* Begin EXCERPT *
How to increment a pointer address and pointer's value?

Let us assume,

int *p;
int a = 100;
p = &a;

What will the following code actually do and how?

p++;
++p;
++*p;
++(*p);
++*(p);
*p++;
(*p)++;
*(p)++;
*++p;
*(++p);



I know, this is kind of messy in terms of coding, but I want to know what will actually happen when we code like this.

Note : Lets assume that the address of `a=5120300`, it is stored in pointer `p` whose address is `3560200`. Now, what will be the value of `p & a` after the execution of each statement?

With regards to *"How to increment a pointer address and pointer's value?"* I think that `++(*p++);` is actually well defined and does what you're asking for, e.g.:

#include <stdio.h>

int main() {
int a = 100;
int *p = &a;
printf("%p\n",(void*)p);
++(*p++);
printf("%p\n",(void*)p);
printf("%d\n",a);
return 0;
}

It's not modifying the same thing twice before a sequence point. I don't think it's good style though for most uses - it's a little too cryptic for my liking.

checked the program and the results are as,

p++; // use it then move to next int position
++p; // move to next int and then use it
++*p; // increments the value by 1 then use it
++(*p); // increments the value by 1 then use it
++*(p); // increments the value by 1 then use it
*p++; // use the value of p then moves to next position
(*p)++; // use the value of p then increment the value
*(p)++; // use the value of p then moves to next position
*++p; // moves to the next int location then use that value
*(++p); // moves to next location then use that value

The following is an instantiation of the various "just print it" suggestions. I found it instructive.

#include "stdio.h"
* End EXCERPT *
* Begin ROWS *
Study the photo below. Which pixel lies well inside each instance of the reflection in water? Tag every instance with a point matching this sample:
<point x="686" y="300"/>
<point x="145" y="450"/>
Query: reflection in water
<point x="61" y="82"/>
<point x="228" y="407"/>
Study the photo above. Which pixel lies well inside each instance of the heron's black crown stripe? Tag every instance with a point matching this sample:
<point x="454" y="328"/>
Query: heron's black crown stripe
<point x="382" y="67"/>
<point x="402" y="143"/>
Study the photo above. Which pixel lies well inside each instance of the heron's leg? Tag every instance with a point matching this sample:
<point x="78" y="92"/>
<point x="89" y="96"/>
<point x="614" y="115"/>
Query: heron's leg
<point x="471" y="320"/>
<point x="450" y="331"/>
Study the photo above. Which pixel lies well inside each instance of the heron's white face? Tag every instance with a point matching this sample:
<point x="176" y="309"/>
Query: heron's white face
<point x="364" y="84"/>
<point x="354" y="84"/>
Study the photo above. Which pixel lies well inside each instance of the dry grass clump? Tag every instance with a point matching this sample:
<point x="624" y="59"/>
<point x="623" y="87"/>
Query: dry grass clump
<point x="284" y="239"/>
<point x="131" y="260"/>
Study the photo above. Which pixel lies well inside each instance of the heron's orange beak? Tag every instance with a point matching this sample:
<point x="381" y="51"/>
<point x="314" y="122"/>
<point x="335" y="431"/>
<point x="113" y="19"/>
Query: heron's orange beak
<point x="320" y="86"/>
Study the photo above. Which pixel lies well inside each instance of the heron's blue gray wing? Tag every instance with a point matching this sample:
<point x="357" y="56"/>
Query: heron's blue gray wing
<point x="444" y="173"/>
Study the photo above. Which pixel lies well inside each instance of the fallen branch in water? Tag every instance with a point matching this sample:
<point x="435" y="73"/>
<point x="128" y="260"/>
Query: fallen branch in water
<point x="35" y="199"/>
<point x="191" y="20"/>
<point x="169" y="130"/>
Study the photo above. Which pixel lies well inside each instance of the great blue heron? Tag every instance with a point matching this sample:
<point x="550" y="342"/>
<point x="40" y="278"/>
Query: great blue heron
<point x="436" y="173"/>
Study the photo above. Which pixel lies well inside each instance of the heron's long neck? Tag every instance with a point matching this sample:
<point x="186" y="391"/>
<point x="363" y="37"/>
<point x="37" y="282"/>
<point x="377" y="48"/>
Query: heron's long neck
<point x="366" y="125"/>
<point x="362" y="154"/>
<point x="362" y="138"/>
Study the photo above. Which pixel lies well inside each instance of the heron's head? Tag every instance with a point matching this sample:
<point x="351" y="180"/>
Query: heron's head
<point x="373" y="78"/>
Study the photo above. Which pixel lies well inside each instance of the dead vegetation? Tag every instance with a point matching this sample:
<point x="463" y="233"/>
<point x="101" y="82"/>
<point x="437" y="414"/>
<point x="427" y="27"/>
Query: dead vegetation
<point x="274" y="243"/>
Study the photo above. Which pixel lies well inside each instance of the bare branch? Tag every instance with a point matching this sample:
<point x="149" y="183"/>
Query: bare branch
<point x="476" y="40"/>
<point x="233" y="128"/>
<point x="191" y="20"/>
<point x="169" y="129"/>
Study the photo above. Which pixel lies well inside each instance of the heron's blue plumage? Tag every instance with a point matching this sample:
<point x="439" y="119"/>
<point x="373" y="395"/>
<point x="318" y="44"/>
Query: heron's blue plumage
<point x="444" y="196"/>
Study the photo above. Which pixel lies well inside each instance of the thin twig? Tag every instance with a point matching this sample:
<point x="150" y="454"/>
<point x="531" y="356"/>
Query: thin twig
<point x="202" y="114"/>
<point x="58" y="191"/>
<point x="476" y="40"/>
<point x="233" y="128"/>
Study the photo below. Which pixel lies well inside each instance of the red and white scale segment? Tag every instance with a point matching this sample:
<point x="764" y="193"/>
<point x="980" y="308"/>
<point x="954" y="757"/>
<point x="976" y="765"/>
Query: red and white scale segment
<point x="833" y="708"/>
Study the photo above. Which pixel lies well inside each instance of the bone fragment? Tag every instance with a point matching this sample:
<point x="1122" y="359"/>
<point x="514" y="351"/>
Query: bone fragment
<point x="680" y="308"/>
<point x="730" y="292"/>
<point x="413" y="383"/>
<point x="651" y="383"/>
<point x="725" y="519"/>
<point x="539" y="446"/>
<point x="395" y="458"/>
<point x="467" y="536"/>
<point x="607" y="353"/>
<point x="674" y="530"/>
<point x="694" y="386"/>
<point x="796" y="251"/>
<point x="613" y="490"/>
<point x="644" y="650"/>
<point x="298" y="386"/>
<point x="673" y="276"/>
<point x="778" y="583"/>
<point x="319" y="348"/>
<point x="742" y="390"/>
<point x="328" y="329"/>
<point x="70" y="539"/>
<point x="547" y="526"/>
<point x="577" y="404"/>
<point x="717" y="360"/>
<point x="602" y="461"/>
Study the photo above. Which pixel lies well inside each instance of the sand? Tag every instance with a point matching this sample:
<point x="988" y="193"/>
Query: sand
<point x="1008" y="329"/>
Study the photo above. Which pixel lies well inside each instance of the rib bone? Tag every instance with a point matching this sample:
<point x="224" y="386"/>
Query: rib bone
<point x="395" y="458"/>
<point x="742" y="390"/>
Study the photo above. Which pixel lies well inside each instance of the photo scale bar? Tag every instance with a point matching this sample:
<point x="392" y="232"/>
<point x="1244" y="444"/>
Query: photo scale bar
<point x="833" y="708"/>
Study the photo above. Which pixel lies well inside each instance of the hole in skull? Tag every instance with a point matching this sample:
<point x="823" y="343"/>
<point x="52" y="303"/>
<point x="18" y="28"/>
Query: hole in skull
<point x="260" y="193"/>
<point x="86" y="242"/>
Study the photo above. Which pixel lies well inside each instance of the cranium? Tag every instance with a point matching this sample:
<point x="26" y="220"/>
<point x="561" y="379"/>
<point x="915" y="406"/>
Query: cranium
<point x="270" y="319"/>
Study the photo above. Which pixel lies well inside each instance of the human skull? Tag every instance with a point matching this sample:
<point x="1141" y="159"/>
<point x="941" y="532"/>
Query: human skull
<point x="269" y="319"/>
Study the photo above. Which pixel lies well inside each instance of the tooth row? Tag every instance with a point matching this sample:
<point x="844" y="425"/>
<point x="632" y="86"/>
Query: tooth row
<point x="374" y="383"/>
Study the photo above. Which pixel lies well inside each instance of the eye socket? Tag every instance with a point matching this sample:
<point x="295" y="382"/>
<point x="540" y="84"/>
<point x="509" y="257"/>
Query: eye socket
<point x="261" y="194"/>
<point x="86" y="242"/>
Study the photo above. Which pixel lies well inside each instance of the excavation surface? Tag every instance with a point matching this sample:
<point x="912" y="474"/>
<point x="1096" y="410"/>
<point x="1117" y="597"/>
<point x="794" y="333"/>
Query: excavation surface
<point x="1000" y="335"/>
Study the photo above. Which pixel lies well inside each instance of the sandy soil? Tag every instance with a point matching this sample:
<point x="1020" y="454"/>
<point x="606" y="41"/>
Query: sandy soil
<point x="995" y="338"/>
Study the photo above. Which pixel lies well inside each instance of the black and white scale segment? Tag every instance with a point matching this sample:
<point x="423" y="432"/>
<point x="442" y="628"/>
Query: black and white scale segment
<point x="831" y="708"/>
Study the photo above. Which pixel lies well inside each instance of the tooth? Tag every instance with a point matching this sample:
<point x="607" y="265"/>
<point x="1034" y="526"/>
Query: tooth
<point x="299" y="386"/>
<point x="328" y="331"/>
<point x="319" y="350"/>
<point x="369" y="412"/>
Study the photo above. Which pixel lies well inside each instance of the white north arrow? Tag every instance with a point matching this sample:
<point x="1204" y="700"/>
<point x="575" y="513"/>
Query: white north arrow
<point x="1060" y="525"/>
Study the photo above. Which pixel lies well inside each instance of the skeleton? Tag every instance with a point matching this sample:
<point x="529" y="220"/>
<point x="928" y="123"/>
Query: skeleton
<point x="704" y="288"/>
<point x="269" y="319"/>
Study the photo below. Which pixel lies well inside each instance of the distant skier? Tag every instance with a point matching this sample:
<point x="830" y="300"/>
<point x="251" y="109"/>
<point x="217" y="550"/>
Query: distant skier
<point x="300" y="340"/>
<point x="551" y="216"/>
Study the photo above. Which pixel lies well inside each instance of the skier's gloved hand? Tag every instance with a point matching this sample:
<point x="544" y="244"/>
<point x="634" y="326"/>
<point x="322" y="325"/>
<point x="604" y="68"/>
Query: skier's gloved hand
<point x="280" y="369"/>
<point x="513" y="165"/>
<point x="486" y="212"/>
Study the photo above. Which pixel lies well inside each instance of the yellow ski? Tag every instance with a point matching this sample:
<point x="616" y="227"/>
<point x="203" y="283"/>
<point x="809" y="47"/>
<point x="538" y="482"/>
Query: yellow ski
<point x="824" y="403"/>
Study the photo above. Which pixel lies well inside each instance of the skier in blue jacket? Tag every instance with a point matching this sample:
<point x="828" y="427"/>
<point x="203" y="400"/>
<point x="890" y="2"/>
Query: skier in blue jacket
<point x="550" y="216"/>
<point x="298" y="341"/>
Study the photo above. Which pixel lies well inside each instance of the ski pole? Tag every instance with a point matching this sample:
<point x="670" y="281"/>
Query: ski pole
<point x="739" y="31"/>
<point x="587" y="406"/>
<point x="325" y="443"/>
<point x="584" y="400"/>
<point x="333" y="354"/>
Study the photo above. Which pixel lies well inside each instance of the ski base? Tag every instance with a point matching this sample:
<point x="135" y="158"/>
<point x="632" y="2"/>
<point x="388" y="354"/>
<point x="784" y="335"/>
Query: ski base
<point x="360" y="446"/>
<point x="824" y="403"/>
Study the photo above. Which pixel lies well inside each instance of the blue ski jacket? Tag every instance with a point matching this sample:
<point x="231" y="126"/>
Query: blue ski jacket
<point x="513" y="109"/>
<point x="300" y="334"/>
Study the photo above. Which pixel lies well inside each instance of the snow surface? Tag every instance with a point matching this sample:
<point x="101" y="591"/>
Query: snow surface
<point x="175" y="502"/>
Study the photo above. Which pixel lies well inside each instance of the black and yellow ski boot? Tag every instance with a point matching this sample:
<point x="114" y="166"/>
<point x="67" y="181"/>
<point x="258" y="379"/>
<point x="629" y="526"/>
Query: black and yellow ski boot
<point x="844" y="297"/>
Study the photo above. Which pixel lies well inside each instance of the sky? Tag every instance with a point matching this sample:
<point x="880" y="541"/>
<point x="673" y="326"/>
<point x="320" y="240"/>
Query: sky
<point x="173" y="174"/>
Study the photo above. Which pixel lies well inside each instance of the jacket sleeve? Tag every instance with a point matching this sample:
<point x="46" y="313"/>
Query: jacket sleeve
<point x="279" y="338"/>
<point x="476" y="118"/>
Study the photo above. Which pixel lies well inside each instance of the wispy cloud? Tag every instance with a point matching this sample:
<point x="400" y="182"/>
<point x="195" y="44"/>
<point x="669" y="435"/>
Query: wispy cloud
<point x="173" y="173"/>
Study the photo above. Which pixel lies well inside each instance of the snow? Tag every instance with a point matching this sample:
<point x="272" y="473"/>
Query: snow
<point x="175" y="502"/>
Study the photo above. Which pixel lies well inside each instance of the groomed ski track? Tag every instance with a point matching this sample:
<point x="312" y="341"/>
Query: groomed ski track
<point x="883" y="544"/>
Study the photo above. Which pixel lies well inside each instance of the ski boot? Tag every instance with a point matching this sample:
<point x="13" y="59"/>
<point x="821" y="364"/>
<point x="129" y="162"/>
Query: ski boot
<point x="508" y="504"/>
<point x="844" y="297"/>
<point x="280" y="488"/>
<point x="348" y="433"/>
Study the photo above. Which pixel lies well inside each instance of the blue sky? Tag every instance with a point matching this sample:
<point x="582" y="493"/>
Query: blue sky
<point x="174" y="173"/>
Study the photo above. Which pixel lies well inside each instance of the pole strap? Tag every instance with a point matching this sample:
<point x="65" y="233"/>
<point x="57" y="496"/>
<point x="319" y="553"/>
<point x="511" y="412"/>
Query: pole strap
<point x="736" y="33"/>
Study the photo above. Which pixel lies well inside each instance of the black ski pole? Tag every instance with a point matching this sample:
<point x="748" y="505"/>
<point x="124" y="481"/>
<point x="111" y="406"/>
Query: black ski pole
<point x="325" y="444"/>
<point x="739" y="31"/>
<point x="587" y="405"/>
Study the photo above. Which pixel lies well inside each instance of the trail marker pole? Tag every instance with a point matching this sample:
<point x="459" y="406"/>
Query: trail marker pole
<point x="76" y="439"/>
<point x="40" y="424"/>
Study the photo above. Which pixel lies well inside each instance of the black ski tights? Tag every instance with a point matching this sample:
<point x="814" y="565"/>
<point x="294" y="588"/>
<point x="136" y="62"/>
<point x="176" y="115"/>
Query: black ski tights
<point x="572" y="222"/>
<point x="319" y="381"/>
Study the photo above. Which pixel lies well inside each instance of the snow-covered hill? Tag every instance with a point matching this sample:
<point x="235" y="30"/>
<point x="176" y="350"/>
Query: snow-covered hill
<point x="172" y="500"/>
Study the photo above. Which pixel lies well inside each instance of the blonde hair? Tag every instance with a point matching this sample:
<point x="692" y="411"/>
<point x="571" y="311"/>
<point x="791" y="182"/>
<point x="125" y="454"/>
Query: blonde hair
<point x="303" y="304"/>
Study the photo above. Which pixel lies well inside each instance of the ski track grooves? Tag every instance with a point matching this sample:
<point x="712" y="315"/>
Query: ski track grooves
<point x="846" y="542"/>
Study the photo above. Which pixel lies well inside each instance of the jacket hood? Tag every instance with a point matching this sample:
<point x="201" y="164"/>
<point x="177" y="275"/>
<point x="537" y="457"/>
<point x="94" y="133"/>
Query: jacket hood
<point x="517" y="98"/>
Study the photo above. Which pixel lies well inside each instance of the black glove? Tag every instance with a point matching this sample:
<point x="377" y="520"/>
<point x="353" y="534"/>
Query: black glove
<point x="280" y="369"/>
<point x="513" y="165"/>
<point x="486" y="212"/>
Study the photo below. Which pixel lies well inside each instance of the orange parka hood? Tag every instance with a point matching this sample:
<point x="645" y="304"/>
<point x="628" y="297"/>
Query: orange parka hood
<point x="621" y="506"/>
* End ROWS *
TO DO:
Carry the forum thread on incrementing C pointers forward from its last line. The items stand apart from the pointer thread and are separate material.

TASK RESPONSE:
int main() {
static int x = 5;
static int *p = &x;
printf("(int) p => %d\n",(int) p);
printf("(int) p++ => %d\n",(int) p++);
x = 5; p = &x;
printf("(int) ++p => %d\n",(int) ++p);
x = 5; p = &x;
printf("++*p => %d\n",++*p);
x = 5; p = &x;
printf("++(*p) => %d\n",++(*p));
x = 5; p = &x;
printf("++*(p) => %d\n",++*(p));
x = 5; p = &x;
printf("*p++ => %d\n",*p++);
x = 5; p = &x;
printf("(*p)++ => %d\n",(*p)++);
x = 5; p = &x;
printf("*(p)++ => %d\n",*(p)++);
x = 5; p = &x;
printf("*++p => %d\n",*++p);
x = 5; p = &x;
printf("*(++p) => %d\n",*(++p));
return 0;
}

It returns

(int) p => 256688152
(int) p++ => 256688152
(int) ++p => 256688156
++*p => 6
++(*p) => 6
++*(p) => 6
*p++ => 5
(*p)++ => 5
*(p)++ => 5
*++p => 0
*(++p) => 0

I cast the pointer addresses to `int`s so they could be easily compared.

I compiled it with GCC.

Note:
1) Both ++ and * have same precedence(priority), so the associativity comes into picture.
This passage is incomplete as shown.